**Objective:** Can you locate each line in the rows below that contains the word "wall" and copy those lines out?

* BEGIN Dataset content *

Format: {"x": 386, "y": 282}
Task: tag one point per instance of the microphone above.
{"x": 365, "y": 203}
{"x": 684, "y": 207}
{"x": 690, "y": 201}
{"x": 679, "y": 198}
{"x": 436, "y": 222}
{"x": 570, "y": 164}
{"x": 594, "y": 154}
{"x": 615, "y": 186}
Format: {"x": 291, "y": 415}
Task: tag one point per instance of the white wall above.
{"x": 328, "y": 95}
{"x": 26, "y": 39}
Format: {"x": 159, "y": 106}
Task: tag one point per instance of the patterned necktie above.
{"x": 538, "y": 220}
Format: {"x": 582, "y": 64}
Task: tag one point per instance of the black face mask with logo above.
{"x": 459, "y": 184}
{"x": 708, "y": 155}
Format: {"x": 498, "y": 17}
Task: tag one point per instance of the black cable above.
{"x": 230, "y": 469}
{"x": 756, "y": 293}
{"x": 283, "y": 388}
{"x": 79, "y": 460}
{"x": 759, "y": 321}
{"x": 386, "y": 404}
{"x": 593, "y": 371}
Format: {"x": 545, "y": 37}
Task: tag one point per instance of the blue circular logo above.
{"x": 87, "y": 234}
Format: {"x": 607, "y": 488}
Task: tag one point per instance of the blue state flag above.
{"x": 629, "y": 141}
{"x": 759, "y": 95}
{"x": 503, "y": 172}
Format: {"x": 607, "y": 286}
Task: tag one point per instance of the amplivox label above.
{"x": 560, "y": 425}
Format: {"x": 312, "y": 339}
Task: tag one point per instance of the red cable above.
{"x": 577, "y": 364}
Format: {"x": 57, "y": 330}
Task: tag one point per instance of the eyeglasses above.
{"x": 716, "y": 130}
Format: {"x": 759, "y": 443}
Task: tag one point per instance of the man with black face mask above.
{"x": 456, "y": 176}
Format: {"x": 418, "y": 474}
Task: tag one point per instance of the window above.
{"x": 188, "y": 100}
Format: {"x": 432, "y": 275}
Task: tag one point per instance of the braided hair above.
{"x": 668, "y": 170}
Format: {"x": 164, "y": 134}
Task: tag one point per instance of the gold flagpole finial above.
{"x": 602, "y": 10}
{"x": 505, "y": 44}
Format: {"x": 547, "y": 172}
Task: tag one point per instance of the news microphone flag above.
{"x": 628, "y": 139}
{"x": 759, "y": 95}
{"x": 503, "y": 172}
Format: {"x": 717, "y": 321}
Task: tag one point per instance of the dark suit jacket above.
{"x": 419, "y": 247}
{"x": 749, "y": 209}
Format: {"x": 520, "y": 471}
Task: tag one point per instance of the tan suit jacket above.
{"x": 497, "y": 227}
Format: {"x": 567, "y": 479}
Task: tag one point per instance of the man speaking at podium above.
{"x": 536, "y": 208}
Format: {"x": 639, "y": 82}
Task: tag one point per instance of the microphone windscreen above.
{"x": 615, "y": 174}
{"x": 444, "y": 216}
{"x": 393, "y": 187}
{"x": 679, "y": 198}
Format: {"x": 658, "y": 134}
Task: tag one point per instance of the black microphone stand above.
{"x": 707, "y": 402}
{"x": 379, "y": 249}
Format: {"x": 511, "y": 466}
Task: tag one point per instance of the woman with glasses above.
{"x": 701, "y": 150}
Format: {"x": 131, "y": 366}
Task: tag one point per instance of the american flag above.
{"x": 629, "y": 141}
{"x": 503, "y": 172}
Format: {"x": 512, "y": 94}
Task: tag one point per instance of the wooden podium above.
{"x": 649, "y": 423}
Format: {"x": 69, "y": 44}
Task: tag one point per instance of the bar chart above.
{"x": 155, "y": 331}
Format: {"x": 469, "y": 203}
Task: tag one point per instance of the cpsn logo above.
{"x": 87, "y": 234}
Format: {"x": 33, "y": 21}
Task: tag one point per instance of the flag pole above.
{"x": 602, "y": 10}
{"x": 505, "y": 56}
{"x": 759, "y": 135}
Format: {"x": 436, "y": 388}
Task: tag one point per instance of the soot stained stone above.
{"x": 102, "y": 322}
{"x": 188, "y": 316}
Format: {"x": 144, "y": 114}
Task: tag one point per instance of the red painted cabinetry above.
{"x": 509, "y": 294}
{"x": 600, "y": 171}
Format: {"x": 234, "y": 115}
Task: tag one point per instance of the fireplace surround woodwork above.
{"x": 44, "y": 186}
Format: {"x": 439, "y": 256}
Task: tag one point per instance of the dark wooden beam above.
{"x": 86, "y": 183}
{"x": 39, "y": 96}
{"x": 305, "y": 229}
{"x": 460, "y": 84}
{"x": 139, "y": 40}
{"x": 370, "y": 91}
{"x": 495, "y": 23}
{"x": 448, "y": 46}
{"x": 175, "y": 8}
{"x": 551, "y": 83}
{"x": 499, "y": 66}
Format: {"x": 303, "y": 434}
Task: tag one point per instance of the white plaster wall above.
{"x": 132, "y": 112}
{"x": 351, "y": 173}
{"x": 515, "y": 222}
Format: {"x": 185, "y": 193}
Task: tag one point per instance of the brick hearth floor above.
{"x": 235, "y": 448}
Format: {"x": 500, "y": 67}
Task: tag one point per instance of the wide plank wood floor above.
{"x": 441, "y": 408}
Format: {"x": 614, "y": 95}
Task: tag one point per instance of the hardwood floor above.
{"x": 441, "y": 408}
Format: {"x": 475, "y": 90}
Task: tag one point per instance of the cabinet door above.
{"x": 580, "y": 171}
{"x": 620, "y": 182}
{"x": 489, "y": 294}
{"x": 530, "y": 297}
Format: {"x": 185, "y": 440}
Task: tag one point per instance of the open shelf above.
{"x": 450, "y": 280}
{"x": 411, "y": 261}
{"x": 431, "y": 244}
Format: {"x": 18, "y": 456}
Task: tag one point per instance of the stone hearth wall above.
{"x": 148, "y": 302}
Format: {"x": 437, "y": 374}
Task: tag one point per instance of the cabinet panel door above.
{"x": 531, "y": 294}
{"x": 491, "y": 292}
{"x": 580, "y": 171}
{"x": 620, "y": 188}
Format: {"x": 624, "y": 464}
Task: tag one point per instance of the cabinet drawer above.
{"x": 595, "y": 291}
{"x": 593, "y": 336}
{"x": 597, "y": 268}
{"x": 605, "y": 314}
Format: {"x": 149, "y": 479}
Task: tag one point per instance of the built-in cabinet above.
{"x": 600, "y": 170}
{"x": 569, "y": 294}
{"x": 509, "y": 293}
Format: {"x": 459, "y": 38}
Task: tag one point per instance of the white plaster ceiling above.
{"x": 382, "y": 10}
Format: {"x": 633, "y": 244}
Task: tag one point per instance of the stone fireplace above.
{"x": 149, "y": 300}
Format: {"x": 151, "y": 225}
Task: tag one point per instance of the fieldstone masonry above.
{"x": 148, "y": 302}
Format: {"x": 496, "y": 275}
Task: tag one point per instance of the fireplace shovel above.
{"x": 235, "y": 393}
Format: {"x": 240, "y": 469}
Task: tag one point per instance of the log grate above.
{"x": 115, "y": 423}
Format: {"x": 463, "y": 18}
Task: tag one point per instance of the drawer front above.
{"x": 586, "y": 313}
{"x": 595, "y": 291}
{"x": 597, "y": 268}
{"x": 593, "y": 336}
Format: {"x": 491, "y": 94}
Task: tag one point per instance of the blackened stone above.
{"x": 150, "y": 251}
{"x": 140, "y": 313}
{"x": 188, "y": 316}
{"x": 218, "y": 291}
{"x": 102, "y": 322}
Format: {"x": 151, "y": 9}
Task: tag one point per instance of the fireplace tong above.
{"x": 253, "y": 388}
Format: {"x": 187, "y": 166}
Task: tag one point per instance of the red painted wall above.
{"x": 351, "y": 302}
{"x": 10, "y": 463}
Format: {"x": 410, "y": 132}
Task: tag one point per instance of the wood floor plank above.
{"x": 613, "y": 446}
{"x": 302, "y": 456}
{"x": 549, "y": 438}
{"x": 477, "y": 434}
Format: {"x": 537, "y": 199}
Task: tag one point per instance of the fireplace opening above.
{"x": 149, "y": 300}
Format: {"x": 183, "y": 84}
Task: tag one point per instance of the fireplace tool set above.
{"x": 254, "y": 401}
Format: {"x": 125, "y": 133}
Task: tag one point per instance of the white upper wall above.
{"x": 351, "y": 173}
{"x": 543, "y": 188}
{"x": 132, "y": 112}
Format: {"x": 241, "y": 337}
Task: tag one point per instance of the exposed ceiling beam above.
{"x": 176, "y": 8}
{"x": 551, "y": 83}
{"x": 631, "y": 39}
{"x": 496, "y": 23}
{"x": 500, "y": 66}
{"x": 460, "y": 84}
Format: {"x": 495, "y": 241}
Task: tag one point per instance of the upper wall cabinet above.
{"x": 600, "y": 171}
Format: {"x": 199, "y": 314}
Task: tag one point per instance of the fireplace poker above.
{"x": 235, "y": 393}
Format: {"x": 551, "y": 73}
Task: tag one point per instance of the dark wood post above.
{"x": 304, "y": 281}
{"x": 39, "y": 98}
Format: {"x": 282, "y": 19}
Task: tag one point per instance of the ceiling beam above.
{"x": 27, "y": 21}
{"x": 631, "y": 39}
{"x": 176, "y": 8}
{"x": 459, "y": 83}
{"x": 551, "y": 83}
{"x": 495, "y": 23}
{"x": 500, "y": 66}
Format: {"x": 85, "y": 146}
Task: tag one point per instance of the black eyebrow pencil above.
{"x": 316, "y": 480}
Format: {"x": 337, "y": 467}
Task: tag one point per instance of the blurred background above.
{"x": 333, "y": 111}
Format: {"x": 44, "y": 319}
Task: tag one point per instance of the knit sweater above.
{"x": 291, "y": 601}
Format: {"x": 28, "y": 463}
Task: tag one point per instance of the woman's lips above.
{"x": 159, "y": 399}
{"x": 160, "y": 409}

* END Dataset content *

**Response to this exercise:**
Task: tag one point per instance of the white wall above.
Task: tag one point per instance of the white plaster wall above.
Task: tag one point per instance of the stone hearth wall above.
Task: tag one point per instance of the red painted wall above.
Task: tag one point per instance of the white upper wall above.
Task: tag one point per instance of the upper wall cabinet above.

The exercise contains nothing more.